Records for the task -
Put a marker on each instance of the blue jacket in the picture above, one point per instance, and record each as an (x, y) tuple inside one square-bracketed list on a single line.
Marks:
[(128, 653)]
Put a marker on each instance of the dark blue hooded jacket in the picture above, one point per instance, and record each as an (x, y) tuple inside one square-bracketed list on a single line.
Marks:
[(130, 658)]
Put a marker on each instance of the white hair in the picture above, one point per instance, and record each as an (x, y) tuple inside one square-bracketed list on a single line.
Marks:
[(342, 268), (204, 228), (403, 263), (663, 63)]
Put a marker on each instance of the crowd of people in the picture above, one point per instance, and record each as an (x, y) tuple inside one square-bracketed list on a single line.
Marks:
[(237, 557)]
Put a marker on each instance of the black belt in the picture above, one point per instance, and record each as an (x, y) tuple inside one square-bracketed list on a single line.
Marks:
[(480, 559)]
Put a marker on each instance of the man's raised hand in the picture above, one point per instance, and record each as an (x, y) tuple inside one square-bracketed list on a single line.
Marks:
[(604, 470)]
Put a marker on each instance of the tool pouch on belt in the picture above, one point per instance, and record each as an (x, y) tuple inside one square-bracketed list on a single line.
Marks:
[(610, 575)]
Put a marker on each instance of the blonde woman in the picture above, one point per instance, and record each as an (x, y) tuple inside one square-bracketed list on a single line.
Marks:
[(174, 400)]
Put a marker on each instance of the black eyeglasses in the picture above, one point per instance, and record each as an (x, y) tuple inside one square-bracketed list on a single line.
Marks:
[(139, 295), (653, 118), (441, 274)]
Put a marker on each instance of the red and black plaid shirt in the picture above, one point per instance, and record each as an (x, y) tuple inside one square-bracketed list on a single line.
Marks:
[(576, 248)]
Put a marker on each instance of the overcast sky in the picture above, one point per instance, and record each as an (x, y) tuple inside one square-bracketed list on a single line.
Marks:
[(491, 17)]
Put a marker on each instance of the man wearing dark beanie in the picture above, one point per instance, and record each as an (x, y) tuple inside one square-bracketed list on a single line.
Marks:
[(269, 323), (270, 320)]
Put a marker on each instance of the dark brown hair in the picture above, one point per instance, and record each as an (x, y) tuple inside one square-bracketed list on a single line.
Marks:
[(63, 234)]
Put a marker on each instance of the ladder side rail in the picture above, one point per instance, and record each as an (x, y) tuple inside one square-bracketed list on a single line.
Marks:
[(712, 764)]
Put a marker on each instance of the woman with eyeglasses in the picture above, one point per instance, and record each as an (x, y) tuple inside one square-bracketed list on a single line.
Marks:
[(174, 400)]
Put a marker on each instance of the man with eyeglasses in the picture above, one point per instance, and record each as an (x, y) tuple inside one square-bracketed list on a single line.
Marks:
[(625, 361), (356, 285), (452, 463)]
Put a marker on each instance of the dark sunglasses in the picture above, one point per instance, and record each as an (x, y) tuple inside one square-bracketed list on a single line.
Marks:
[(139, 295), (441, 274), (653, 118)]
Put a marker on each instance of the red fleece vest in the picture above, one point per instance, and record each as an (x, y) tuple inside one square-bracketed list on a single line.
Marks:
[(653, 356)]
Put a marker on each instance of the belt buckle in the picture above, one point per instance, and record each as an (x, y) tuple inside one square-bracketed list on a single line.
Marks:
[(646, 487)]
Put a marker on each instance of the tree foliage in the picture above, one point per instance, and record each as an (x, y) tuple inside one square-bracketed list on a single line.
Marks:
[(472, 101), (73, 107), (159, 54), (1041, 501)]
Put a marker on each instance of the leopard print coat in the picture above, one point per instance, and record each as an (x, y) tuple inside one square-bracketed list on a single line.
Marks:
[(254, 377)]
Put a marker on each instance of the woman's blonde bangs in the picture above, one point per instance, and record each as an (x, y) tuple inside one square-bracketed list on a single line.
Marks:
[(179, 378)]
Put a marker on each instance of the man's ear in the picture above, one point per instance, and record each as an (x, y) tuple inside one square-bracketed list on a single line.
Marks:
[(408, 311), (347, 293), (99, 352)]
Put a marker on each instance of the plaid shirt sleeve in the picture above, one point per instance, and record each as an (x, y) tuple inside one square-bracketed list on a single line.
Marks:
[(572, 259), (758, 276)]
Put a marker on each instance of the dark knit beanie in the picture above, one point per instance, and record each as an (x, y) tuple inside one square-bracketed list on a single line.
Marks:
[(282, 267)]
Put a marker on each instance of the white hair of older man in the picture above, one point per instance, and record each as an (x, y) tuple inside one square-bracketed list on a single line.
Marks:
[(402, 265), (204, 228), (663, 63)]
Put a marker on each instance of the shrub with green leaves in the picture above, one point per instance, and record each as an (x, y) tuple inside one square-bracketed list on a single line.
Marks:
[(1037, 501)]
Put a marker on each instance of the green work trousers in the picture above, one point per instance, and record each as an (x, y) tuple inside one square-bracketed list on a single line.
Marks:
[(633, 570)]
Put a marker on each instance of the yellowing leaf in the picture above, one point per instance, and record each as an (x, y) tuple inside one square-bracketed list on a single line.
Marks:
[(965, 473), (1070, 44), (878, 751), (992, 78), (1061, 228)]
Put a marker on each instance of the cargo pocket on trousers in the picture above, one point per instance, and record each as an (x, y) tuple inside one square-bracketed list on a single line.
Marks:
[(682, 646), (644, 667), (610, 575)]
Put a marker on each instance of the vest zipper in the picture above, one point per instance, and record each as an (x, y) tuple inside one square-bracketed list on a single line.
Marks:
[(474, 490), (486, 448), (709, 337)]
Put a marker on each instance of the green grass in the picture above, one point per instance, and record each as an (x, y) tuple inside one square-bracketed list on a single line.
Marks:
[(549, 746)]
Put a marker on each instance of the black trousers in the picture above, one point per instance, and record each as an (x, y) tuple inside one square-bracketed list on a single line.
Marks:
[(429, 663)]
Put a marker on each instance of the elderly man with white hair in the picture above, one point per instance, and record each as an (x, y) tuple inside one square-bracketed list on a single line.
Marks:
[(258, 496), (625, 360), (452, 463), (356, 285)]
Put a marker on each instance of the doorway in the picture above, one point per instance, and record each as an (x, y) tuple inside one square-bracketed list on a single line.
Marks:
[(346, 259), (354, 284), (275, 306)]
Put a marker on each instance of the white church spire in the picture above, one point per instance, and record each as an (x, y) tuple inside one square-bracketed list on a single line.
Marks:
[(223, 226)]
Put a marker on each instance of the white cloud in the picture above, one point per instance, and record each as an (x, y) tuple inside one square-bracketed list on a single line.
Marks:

What is required - Please transcribe each entry exactly, keeping every word as it is.

The completed task -
Put a marker on each instance of the blue jacket in the picture above, one point per instance, and record each as an (x, y) tuple inside one square-bracketed list on a single line.
Marks:
[(128, 653)]
Put a marker on each instance of the dark blue hooded jacket in the picture above, one point per instance, and record each as an (x, y) tuple inside one square-bracketed list on a single line.
Marks:
[(130, 658)]
Put a marker on each instance of the white hair in the picture above, one point per instance, and record each as an (x, y) tuple inside one square-bracketed list on a single line.
Marks:
[(342, 268), (204, 228), (403, 263), (663, 63)]
Put a marker on each instance of the crowd of people in the picture above, one point per instance, and record each as an (x, y) tuple inside one square-bracketed list on a single line.
Marks:
[(237, 557)]
Put a marker on each instance of the black belt in the picture above, one point per instance, and record each as an (x, y) tuple inside one square-bracketed list on a single line.
Marks:
[(480, 559)]
Put a marker on each instance of the man's raised hand in the picture above, one point per instance, and record each as an (x, y) tuple inside one square-bracketed list on a single line.
Marks:
[(604, 470)]
Put a marker on each instance of the tool pouch on belt in the picture above, one point per instance, and record each as an (x, y) tuple inside one square-bracketed list on a single line.
Marks:
[(610, 575)]
Put a marker on each instance of the blonde woman in the picture above, one point per instance, and record each as an (x, y) tuple inside one square-bracketed list on a single line.
Marks:
[(174, 400)]
Put a marker on each instance of the black eyeglasses in the picture above, one point per instance, and record each as an (x, y) tuple inside one square-bracketed list on a single line.
Marks:
[(139, 295), (653, 118), (441, 274)]
Put a marker on each instance of the red and black plaid shirt in the picture above, one point per instance, and record each as an (x, y) tuple inside one square-bracketed list on a single line.
Marks:
[(576, 248)]
Put a marker on each instance of the overcast sky in the picture above, one point per instance, and record each as an (x, y) tuple inside one square-bracketed list on a single line.
Marks:
[(491, 17)]
Put a marker on each instance of the man wearing dark beanie in the picture above, one point per instance, and record each as an (x, y) tuple inside one square-bracketed list on a single line.
Marks:
[(269, 323), (270, 320)]
Put a marker on each instance of the dark brown hair in the picture above, one point per instance, and record each as an (x, y) tuple inside one square-bracketed list on a single line.
Marks:
[(63, 234)]
Put a marker on each instance of the ladder side rail in the picture above, one point per instance, and record each as an (x, y) tuple inside one square-bracketed list on a single line.
Marks:
[(712, 764)]
Put a marker on each instance of the woman with eyeglasses in the picture above, one point per instance, and record each as an (x, y) tuple inside one square-bracketed list on a single line.
Marks:
[(174, 400)]
Put a marker on each instance of the man with eyeglasses in the picture above, one point per instance, and record each as an (x, y) tuple inside one square-bracketed list on a single line.
Marks:
[(625, 361), (356, 285), (452, 463)]
Put a marker on each instance of the dark sunglasses in the picture above, one point per instance, and record each as an (x, y) tuple inside one square-bracketed list on a single line.
Marks:
[(139, 295), (441, 274), (653, 118)]
Put a marker on each instance of the red fleece vest in the picture above, one point per instance, and record each as an (x, y) tuple inside one square-bracketed list on a single line.
Marks:
[(653, 356)]
Put a marker on each instance of the belt buckle in the picture above, one point per instance, and record each as an (x, y) tuple inside one square-bracketed list on a single line.
Marks:
[(646, 487)]
Put a marker on each instance of the tree foliage in the picture above, one point per instance, and record each as an (x, y) tuple inside one square-bracketed list on a single line.
Marks:
[(472, 101), (73, 107), (159, 54), (1041, 501)]
Put a marker on each instance of the leopard print coat in the picture above, one point per instance, and record each as an (x, y) tuple inside one square-bracketed list on a single line.
Marks:
[(254, 377)]
Put a marker on each instance of the woman's blonde bangs in the picture above, one point per instance, and record each as an (x, y) tuple inside one square-bracketed list on a single line.
Marks:
[(179, 378)]
Put a marker on each instance of the man's ear in the picture above, one point per instance, and record each as an (x, y) tuple inside one square-bracketed list on a single line.
Marks:
[(408, 311), (347, 293), (99, 352)]
Put a marker on each instance of the plaid shirt sleeve in the picture above, one point per instance, and record each as an (x, y) tuple inside one square-bracketed list on a single line.
Marks:
[(572, 259), (758, 276)]
Put a marker on each instance of the dark knit beanie in the picture above, one point per instance, and record each as an (x, y) tuple inside one square-bracketed list on a single line.
Marks:
[(282, 267)]
Put a marker on each instance of the white hair of older man in the picture above, one point per instance, and record each as an (x, y) tuple inside one square-bracketed list on a single line.
Marks:
[(402, 265), (204, 228), (663, 63)]
Put a marker on each instance of the shrub with green leaves in the picture above, one point per instance, and record each as an (x, y) tuple inside one square-bracketed list on a single line.
Marks:
[(1037, 501)]
Put a marker on each instance of the green work trousers in the picture above, one point per instance, and record each as an (x, y) tuple inside one square-bracketed list on a single line.
Marks:
[(633, 570)]
Put a marker on each instance of the yellowing leaf in the picture above, one point per instance, and record each as an (x, y) tuple inside one square-bracketed list on a single line.
Marks:
[(965, 473), (1070, 44), (878, 751), (992, 78), (1061, 228)]
Put a marker on each instance of the cargo pocket on trousers in the picture above, one point per instance, and record each as an (x, y) tuple inside one square-bracketed list on a single line.
Marks:
[(682, 646), (644, 667), (610, 575)]
Put a marker on each instance of the vest zipper in the picture above, one point per instance, and record each as an (x, y) tuple inside one square-bracketed list on a single line.
Marks:
[(474, 490), (486, 448), (709, 337)]
Put a marker on each instance of the green grass in the picture above, one point per instance, and record each as an (x, y) tuple inside one square-bracketed list on a single line.
Marks:
[(549, 746)]
Put a marker on each instance of the black trousers in the picture above, one point per instance, and record each as an (x, y) tuple inside one square-bracketed list on a single line.
Marks:
[(429, 663)]
Put a marker on each instance of the elderly man with white hair in the picture above, one point per instance, and record each as an (x, y) tuple inside one square-bracketed list on a single line.
Marks:
[(258, 496), (625, 360), (452, 463), (356, 285)]
Put a marker on each instance of the doorway in the picture above, one point per instance, and record each as an (x, y) tuple inside one square-bracketed list on a single line.
Marks:
[(346, 259), (354, 284), (275, 306)]
Put a marker on each instance of the white church spire in the picture above, one point per instance, and record each as an (x, y) tuple inside one square-bracketed list on a single line.
Marks:
[(223, 226)]
Put a marker on each instance of the white cloud in the picture above, one point per instance, and record each as an (x, y) tuple inside one square-bracketed list on a single line.
Marks:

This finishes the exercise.